GOALS:
**a.** Pick out every line of the entries that contains the word "blue" and copy each one. Case counts.
**b.** Please proceed with the passage on Magna and car manufacturing in Russia, continuing it after its final sentence.

SELECTED PASSAGE:
▼▼▼
Forster's view is that Magna, which once counted Russian oligarch Oleg Deripaska as a large shareholder, did the deal not so much out of a desire to compete with customers directly but the huge opportunities awaiting its supplier business in Russia.

"You need to manufacture in Russia to be able to serve the market, one of the reasons being the 25% import duty but you can never profitably produce in Russia unless you have a local supply industry and there is virtually no - or very little - supplier industry," Forster said.

"I think one of the reasons why Magna is interested because together we can develop it ... Our experience shows that it is by no means easy to really attract suppliers to Russia."

Correctly picking trends, launching successful models and building a brand determined success rather than managing costs, productivity or even real - as distinct from perceived - quality since disparities were minute to average car buyers.

"The difference between a right and a wrong product is a 10, 20 or 30% difference in margin per unit, it's a make or break. You have to focus everything on it," he said.
▲▲▲
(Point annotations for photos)
▼▼▼
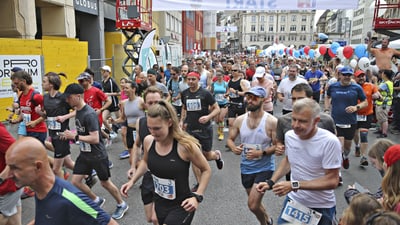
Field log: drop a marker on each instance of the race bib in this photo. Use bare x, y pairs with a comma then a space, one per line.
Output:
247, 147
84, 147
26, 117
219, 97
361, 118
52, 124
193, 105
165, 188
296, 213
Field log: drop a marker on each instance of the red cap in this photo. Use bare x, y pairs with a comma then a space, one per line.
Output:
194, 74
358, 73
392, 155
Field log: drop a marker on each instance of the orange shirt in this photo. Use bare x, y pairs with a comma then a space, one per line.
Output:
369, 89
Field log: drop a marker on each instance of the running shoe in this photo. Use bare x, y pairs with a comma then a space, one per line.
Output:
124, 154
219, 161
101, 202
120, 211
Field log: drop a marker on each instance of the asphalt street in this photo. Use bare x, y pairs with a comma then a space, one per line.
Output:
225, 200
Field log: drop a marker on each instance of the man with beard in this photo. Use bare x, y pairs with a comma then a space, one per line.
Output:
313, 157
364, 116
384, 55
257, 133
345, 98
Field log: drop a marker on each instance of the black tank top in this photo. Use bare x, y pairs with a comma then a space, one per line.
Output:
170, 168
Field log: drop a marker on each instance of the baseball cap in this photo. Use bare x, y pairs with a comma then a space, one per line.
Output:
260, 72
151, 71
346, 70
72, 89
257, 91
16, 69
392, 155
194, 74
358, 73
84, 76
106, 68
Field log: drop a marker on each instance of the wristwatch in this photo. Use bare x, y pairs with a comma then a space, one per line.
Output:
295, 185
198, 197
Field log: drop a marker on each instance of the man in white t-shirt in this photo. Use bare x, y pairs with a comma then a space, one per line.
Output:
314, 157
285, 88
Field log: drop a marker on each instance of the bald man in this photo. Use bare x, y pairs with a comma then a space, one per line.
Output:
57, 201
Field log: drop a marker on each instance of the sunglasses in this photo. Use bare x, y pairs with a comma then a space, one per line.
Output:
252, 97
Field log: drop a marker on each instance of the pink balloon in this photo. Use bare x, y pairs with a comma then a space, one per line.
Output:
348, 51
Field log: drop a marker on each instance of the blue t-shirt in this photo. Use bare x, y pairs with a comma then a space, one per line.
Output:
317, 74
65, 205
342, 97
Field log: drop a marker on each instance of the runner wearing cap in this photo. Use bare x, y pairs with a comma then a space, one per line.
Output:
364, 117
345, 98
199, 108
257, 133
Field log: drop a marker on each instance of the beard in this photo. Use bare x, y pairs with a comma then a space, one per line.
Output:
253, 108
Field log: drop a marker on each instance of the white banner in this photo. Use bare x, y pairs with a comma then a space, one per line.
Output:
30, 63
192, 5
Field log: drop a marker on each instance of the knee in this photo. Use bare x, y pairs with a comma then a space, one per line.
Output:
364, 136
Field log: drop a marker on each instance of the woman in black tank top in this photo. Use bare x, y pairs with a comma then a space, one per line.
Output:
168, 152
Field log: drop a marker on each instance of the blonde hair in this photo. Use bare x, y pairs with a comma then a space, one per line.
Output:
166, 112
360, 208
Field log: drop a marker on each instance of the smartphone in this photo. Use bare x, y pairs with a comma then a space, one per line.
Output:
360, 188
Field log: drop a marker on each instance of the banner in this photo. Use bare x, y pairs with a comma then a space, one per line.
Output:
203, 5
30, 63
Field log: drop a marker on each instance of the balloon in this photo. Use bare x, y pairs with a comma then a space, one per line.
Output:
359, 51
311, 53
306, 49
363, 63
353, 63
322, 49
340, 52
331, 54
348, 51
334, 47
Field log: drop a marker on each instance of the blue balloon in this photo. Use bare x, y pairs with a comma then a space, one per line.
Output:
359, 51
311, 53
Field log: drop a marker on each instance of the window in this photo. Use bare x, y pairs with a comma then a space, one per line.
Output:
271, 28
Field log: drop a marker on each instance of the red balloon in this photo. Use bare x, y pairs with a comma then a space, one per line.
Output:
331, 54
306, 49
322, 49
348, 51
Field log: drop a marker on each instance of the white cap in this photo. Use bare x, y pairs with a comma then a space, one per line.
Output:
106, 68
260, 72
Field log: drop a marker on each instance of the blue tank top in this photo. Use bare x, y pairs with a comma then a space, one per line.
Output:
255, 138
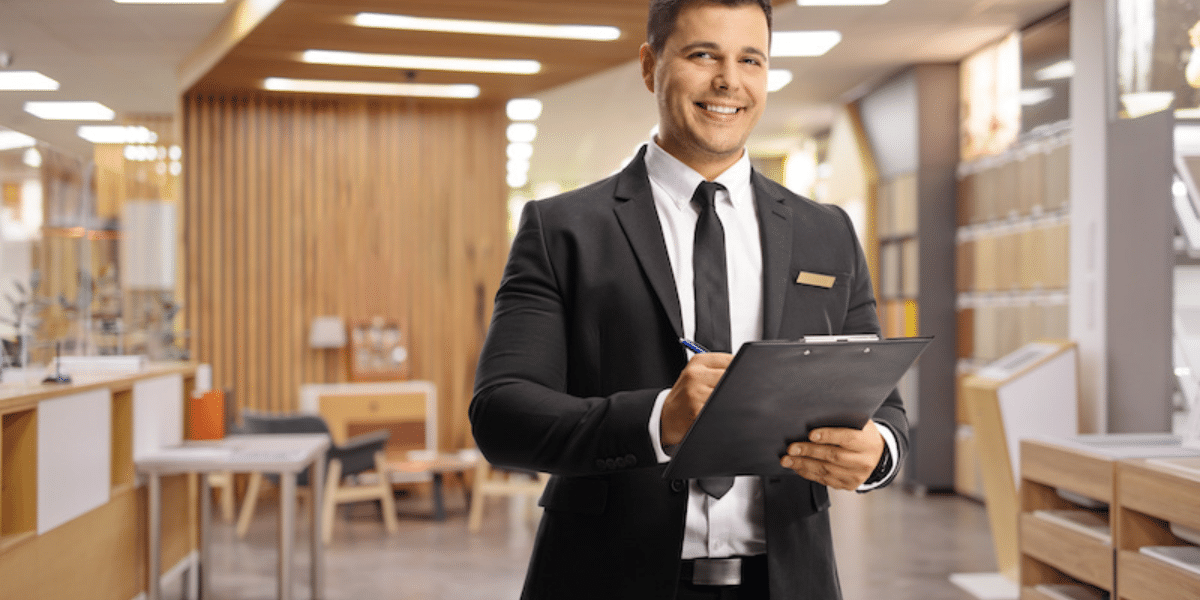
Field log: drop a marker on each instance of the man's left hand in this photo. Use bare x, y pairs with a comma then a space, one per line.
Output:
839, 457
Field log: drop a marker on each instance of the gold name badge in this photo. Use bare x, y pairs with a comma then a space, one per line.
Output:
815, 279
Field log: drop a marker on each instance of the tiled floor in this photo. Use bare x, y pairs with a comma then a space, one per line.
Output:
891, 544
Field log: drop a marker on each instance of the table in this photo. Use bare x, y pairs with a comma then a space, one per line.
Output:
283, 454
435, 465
▲▲▲
OUTPUTS FOR THE TASKS:
**a.**
Field log: drop a marker on each instance of the blue t-shirt in this photo. Use bare x, y pairs with a comma then a space, one per line.
Field log: drop a marker on each instance of the blue balloon in this photo. Use bare x, y pairs with a comma then a space, one per line.
Field log: drop a marker on each instance of the blue tank top in this photo. Use bare x, y pairs with a comma then a space, one per line.

**b.**
"Fortunately with every new product that is working fine, we see our revenue per unit going up 15 to 20%. This delta revenue typically has a margin of 50%. That's where you make your money," he said.

According to Reuters, Forster also promised Opel would remove unnecessary installed production capacity to lower crushing fixed costs that force factories to churn out cars regardless of demand, but he warned against thinking a collapse of Opel might solve the industry's underlying problem as some experts suggest.

"Let one manufacturer die and all the others will live happily ever after because now the pricing pressure is all gone. Can I be very honest? I think this argument is either very oversimplified or almost naive," he said.

Lower wage costs combined with massive and deliberate political intervention with exchange rates in South Korea and Japan were the real problem, he said. Any capacity taken out in Europe would just reappear in emerging markets like China.

"On average the margin on a Chevrolet imported from Korea priced 15% below Opel is higher than an Opel. That's where the pressure is coming from," Forster said.